Exercise instructions:
(1) Reproduce the blog excerpt word for word, from "Dorothy Whipple –" up to and including "author’s back catalogue.".
(2) Answer these questions from the blog excerpt:
(a) In what year was The Suffragette originally published?
(b) What is the name of the novel's heroine?
(c) To which town did the author move in the early 1990s?

━━━━━ Source excerpt

MOST POPULAR MJM POSTS OF 2011 (in terms of hits):

Sunday, 11 December 2011

“The Suffragette” by Janet MacLeod Trotter

My ongoing mission to compile an exhaustive directory of novels and non-fiction books about the suffrage movement continues with this review of Janet MacLeod Trotter’s novel The Suffragette (originally published in 1995, but republished in 2011).

Janet has made her career writing novels, mostly historical fiction, which clearly is the category The Suffragette falls into. The novel begins at the turn of the last century, and follows our heroine Maggie Beaton on her fight for female emancipation. What immediately makes The Suffragette different from so many other novels about the movement is that it is not only set in the north of England, but also profiles a working-class protagonist.
The Suffragette is literally illustrated with such detail about the slums of Newcastle, and the degradation and filth that Maggie and her family live and work in, that it is easy to quickly become absorbed in the world Janet recreates here. And the further Maggie becomes involved in the cause for suffrage, the faster you start turning the pages to see where her story goes next. I found that after Maggie was locked up in prison, and after reading the harrowing descriptions of her force feeding, that the story really picked up pace for me and I became completely absorbed in her tale.
Perhaps this is because Janet herself has such a strong link to the suffrage movement. She explained to me in an email: “My interest in the suffragettes was sparked by family stories of my three great aunts in Edinburgh, who were all members of the WSPU, and their mother, my great granny Janet, who accosted Winston Churchill with an umbrella and shouted ‘Votes for Women’ at him! He was then in the Liberal government who were denying women the franchise.  Women got arrested for doing less, but luckily Janet was not.” This family story is paid tribute to in an anecdote near the start of The Suffragette.
Janet continued: “They also took part in the 1911 census revolt and the 1909 mass rally in Edinburgh for the Pankhursts, in which my aunties dressed up as figures from history – Mary Queen of Scots and Agnes Bar-Lass (both Scottish heroines). In the early 1990s, we moved to Morpeth and lived near the grave of Emily Davison, the great suffragette martyr, and it was researching more about her that spurred me on to write the novel.  I wanted to highlight that there had been plenty of women outside London who fought hard to win emancipation.”
There are a lot of twists in the novel and I won’t spoil them, but I’d urge you to read Janet’s book and find out for yourself. There were quite a few areas where I really started racing through the pages to find out what happened as soon as I could, and also quite a few places where I seethed with rage on Maggie’s behalf. The Suffragette is a very convincing and vital novel on this topic.
As well as being for sale via Amazon and Janet’s website, you can also buy an e-book of The Suffragette. Please visit Janet’s website for more information about the author and her other books.

Monday, 5 December 2011

Dorothy Whipple – ‘Greenbanks’


Dorothy Whipple, taken from Persephone's website
If you don’t yet know who Dorothy Whipple is, you’re really missing something special and I suggest you hot click it to the Persephone Books website – as they are steadily republishing this once-forgotten author’s back catalogue.

━━━━━━━━━━
━━━━━ Dataset records

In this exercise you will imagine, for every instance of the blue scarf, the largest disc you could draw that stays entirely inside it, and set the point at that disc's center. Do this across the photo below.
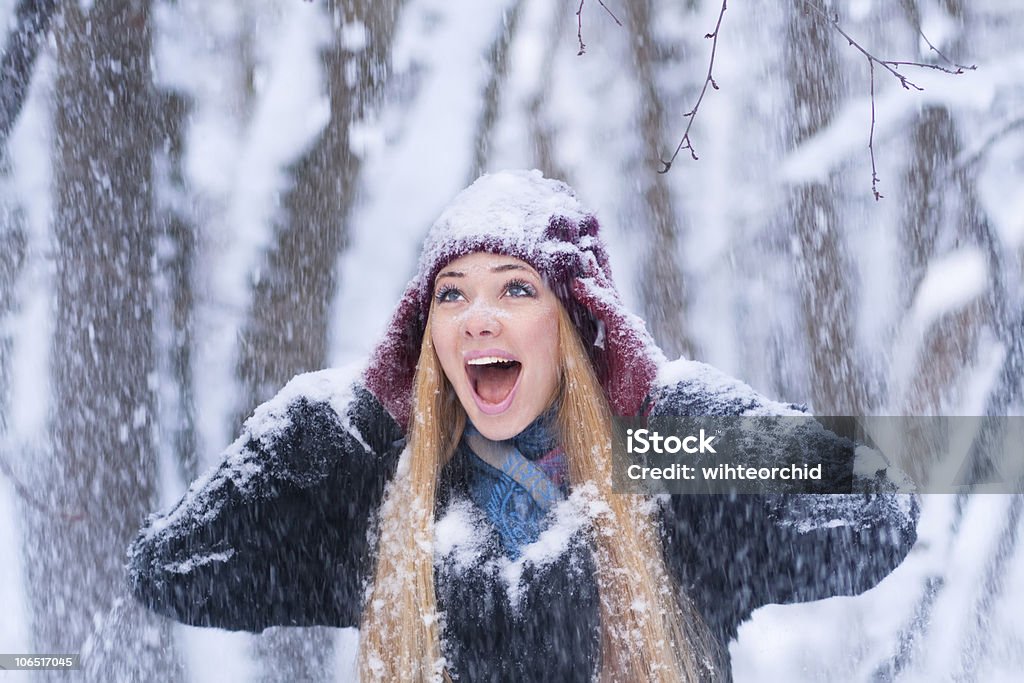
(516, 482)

━━━━━━━━━━
━━━━━ Dataset records

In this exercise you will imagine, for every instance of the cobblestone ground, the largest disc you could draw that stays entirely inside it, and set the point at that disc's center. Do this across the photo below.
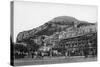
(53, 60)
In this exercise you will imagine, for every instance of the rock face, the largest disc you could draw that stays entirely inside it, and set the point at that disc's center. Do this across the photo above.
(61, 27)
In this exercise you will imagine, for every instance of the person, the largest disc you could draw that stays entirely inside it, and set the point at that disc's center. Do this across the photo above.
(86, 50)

━━━━━━━━━━

Answers to the problems:
(1)
Dorothy Whipple – ‘Greenbanks’


Dorothy Whipple, taken from Persephone's website
If you don’t yet know who Dorothy Whipple is, you’re really missing something special and I suggest you hot click it to the Persephone Books website – as they are steadily republishing this once-forgotten author’s back catalogue.

(2)
(a) 1995
(b) Maggie Beaton
(c) Morpeth